DIRECTIONS: Print the entries below in their entirety, exactly as they are written.

— START DATA SUPPLIED —

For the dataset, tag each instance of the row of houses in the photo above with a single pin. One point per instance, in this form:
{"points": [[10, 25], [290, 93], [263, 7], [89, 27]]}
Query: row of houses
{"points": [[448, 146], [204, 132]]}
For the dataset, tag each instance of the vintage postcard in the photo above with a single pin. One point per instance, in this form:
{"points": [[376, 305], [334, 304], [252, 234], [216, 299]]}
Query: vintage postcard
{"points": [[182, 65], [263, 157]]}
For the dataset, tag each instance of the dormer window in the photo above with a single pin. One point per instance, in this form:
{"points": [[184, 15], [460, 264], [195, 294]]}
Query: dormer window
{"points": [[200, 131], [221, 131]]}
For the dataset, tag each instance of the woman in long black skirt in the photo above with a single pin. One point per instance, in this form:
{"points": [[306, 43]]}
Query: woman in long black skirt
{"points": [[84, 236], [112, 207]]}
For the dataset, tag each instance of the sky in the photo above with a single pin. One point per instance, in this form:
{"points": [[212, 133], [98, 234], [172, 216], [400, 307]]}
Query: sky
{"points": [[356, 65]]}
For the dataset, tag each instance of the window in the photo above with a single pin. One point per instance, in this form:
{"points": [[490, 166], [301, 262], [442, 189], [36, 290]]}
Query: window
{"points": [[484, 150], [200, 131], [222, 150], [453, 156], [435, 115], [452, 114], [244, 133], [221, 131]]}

— END DATA SUPPLIED —

ANSWER TO THIS EXERCISE:
For the dataset, tag each instance of the row of houses in the photo above with a single pin. One point per instance, in this form:
{"points": [[10, 25], [290, 93], [263, 7], [89, 27]]}
Query: row of houses
{"points": [[448, 146], [204, 132]]}
For the dataset, tag each instance of the vintage postcard in the photo above with a single pin. One point per instance, in this form:
{"points": [[376, 305], [334, 304], [252, 234], [216, 299]]}
Query: vintage postcard
{"points": [[182, 65], [263, 157]]}
For the dataset, tag each instance of the dormer window in the photo above with a single pin. One point per instance, in this form:
{"points": [[184, 15], [460, 264], [195, 294]]}
Query: dormer window
{"points": [[200, 131], [221, 131]]}
For the dataset, tag each instance of the woman in long black skirt in the photo above with a single pin. One point per instance, in this form:
{"points": [[306, 43]]}
Query: woman in long black skirt
{"points": [[84, 236], [112, 207]]}
For the dataset, tag each instance of the sky in the photo above with a single pin. One point per instance, in this form:
{"points": [[212, 133], [98, 234], [172, 216], [400, 307]]}
Query: sky
{"points": [[356, 65]]}
For the dataset, tag each instance of the window in the photo above with a single pin. One point per instance, in this form:
{"points": [[490, 166], [301, 262], [442, 189], [36, 290]]}
Query: window
{"points": [[484, 150], [200, 131], [222, 150], [453, 156], [435, 115], [452, 114], [244, 133], [221, 131]]}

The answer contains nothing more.